READING PASSAGE ->
○ ○ ○
Leonard M. Fleck, PhD, and Karen Smith, LMSW, PhD, HEC-C, presented at the October 13 Bioethics for Breakfast session, offering their insight and expertise on the topic “Demystifying End-of-Life Care.” Bioethics for Breakfast is generously sponsored by Hall, Render, Killian, Heath & Lyman. The presentation portion of the session was recorded and is available to watch on our website.
The State of Michigan has recently approved the MI POST (Michigan Physician Order for Scope of Treatment), which allows a patient and physician to have in place directions (orders) on care to go between levels of treatment. Such orders typically specify the kind of care a terminally ill patient would want or refuse in an emergency situation outside a hospital setting. Such orders are agreed to by a competent patient or their representative and the attending physician. A POST document is often part of a larger advance care planning document.
Most patients do not have an advance directive or a POST. What happens when that patient is actively dying and the attending physician believes a Do Not Attempt Resuscitation order (DNAR) is in the best interest of that patient? Should that decision by the physician require the written consent of the patient’s family for that DNAR order? And what are the consequences for the patient if the family cannot reach agreement? If you were that patient, what would you regard as the most reasonable course of action? How would you ensure your wishes are followed?
○ ○ ○
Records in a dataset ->
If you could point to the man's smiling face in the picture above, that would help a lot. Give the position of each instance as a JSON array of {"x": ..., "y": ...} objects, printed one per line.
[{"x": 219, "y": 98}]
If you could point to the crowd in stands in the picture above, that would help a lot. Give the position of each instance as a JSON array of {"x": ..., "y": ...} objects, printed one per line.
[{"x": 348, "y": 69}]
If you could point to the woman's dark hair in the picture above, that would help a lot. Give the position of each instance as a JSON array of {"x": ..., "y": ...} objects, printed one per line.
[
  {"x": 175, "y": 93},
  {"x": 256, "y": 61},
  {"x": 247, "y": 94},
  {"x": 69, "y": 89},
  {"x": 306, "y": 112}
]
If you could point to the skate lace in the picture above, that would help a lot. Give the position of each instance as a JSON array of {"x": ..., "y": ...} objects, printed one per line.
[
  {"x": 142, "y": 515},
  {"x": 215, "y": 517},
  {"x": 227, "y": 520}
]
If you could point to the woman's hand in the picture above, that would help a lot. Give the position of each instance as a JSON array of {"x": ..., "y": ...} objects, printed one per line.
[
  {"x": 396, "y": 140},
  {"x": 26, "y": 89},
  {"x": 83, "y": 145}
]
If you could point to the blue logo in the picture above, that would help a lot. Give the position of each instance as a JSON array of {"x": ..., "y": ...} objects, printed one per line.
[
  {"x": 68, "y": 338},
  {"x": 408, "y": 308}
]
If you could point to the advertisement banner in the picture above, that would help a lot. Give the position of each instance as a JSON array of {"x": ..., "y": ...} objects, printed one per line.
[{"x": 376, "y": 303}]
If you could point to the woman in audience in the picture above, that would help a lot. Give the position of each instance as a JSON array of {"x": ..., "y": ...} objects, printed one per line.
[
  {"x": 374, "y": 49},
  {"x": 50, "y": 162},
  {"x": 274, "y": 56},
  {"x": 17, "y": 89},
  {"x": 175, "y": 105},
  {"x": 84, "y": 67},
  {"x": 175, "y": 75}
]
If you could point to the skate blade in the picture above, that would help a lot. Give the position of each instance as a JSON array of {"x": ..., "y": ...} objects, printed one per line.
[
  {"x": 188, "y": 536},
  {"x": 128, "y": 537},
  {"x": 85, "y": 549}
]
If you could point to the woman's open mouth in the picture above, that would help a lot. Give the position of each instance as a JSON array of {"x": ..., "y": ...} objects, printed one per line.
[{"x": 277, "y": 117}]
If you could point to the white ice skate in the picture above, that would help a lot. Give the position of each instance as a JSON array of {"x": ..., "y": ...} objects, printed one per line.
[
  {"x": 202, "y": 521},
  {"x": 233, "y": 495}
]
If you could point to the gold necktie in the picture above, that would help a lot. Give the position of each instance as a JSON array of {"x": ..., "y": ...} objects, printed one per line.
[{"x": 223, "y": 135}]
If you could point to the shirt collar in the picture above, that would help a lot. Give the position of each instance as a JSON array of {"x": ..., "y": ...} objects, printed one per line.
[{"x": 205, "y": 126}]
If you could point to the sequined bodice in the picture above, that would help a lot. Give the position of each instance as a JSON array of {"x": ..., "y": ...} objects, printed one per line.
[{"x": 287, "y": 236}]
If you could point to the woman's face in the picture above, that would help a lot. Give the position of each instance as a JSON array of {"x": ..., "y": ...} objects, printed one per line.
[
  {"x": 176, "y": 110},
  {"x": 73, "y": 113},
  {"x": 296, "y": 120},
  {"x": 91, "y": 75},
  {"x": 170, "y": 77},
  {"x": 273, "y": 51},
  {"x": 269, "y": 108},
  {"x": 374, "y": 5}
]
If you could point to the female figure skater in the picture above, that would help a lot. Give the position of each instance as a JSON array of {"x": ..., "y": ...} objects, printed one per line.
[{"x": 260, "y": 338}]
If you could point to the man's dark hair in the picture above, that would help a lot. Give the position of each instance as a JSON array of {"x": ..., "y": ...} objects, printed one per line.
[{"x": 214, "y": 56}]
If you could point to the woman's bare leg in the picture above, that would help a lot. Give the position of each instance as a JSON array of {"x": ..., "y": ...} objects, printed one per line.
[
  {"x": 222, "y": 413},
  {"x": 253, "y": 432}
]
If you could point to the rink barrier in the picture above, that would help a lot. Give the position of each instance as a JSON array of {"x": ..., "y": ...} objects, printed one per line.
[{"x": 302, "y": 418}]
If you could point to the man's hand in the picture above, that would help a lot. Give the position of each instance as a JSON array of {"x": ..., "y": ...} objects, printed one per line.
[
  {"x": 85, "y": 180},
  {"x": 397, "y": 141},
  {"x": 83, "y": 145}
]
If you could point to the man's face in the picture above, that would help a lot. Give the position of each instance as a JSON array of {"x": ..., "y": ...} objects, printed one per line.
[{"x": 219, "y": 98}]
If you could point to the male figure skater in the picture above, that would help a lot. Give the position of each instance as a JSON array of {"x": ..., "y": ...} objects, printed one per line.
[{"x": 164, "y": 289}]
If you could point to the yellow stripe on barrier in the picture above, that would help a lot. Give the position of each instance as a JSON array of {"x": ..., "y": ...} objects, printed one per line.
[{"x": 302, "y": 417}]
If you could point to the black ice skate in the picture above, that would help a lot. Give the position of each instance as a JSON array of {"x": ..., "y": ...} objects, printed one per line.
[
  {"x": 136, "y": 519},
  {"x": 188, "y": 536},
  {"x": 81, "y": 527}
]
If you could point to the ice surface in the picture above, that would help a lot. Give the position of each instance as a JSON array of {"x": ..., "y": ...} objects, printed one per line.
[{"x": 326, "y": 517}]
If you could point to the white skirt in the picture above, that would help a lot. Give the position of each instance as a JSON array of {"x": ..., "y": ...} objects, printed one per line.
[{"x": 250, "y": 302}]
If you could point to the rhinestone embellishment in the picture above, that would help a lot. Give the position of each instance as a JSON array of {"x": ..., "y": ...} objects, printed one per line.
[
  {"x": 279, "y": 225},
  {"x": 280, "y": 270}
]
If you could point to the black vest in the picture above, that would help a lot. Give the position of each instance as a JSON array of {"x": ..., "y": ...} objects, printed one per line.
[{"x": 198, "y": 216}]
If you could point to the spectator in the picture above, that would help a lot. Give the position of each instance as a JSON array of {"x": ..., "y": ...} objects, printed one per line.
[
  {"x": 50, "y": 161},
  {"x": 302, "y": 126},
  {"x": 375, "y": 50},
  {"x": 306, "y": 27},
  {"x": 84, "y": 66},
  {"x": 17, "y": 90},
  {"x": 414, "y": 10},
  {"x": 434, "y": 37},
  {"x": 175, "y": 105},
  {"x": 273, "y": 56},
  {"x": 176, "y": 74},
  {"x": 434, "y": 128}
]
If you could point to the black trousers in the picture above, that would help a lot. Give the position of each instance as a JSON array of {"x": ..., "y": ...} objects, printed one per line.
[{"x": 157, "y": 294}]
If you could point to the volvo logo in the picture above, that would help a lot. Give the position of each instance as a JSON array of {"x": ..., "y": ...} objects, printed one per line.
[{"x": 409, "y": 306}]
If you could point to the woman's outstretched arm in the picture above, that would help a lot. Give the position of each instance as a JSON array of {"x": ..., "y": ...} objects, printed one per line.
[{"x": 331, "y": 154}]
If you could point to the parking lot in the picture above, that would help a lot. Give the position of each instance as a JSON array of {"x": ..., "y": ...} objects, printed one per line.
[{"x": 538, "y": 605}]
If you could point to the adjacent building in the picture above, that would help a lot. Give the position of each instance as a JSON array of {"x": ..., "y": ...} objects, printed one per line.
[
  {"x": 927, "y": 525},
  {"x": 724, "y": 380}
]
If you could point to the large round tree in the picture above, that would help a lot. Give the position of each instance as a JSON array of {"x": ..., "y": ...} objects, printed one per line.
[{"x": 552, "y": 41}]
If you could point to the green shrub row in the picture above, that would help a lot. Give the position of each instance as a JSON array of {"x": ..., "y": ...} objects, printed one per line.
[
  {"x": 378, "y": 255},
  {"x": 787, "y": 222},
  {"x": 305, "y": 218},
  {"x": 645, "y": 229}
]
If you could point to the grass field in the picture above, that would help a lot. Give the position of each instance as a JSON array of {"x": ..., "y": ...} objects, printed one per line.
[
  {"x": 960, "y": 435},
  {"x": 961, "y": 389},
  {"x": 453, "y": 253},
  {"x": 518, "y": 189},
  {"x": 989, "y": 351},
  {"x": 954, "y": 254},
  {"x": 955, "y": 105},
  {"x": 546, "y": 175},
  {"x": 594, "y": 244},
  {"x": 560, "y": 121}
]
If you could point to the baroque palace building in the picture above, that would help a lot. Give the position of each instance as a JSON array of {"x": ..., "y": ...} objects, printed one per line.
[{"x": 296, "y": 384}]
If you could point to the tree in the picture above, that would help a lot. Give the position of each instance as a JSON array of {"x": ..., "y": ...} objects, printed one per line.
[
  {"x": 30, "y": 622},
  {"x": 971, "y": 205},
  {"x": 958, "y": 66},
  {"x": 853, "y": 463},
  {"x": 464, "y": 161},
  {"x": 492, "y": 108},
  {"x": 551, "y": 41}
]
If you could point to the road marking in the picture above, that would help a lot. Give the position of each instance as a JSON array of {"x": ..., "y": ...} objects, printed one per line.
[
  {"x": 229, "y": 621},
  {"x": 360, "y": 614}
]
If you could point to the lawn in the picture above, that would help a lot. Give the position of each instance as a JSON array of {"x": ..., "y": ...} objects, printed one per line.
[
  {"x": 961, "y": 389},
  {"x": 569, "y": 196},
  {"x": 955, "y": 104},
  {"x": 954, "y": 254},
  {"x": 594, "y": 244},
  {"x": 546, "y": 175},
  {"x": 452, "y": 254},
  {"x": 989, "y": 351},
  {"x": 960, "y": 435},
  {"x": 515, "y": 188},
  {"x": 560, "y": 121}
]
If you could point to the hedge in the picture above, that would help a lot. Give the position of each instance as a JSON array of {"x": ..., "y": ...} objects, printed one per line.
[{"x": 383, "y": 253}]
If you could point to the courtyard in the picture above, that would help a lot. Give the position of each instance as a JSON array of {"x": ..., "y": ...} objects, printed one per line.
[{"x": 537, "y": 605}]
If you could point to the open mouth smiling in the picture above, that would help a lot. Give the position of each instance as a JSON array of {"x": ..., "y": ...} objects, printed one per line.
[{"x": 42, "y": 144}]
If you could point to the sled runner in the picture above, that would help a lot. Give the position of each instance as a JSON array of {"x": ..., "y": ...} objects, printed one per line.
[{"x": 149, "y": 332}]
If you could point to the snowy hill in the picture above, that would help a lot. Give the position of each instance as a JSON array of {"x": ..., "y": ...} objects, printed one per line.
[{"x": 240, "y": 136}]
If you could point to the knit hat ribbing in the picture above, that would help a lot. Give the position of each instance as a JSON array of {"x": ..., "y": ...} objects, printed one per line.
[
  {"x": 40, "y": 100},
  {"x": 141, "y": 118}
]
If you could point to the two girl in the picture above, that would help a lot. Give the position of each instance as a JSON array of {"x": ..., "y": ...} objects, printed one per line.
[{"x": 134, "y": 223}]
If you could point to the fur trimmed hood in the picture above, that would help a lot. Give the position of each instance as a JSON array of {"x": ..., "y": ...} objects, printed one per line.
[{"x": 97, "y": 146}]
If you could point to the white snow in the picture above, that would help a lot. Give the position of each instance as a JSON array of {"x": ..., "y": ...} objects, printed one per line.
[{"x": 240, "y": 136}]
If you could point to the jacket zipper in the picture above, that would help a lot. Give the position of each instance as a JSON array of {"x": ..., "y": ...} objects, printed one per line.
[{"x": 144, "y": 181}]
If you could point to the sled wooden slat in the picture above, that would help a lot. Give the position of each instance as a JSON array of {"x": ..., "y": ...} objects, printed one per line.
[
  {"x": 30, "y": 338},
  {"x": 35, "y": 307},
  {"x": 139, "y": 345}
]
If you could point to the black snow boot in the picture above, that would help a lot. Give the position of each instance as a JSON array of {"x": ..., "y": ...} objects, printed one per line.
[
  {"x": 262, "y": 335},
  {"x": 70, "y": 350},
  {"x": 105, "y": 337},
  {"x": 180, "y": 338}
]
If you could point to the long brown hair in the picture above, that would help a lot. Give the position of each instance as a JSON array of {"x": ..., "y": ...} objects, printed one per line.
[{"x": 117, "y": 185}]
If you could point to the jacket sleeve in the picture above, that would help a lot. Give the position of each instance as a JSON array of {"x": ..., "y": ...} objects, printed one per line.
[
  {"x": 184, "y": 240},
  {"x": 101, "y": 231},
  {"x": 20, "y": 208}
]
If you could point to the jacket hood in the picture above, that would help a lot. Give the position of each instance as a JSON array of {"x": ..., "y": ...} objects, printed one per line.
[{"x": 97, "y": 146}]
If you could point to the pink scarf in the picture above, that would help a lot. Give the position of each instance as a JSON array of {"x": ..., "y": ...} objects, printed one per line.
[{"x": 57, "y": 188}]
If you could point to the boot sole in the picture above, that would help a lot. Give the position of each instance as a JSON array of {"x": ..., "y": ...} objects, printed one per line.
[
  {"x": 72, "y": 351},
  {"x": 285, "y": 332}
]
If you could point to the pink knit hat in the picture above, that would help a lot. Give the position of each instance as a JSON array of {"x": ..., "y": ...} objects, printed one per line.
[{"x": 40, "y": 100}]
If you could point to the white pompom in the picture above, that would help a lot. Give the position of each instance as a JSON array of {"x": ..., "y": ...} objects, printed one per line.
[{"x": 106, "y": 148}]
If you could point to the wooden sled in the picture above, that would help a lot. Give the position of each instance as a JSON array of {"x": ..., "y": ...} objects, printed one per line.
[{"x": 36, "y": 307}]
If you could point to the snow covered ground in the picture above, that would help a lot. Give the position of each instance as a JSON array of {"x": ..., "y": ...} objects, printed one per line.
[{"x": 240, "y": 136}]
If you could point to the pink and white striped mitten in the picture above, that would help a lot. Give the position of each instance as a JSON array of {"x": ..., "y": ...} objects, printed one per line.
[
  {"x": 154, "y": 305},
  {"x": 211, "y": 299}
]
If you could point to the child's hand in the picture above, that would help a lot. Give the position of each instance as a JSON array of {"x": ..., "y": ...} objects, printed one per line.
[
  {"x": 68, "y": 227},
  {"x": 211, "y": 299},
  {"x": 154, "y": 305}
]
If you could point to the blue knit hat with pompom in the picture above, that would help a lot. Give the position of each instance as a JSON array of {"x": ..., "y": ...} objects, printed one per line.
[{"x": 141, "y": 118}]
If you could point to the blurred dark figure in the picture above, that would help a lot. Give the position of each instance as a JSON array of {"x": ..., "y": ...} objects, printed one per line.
○ ○ ○
WORK TASK 1 -> According to the end-of-life care text, who sponsors Bioethics for Breakfast?
WORK TASK 2 -> Output the end-of-life care text from "Leonard M. Fleck, PhD, and" to "on our website.".
WORK TASK 3 -> What distinct credentials follow the presenters' names in the end-of-life care text?

RESPONSE 1 -> Hall, Render, Killian, Heath & Lyman

RESPONSE 2 ->
Leonard M. Fleck, PhD, and Karen Smith, LMSW, PhD, HEC-C, presented at the October 13 Bioethics for Breakfast session, offering their insight and expertise on the topic “Demystifying End-of-Life Care.” Bioethics for Breakfast is generously sponsored by Hall, Render, Killian, Heath & Lyman. The presentation portion of the session was recorded and is available to watch on our website.

RESPONSE 3 -> PhD, LMSW, HEC-C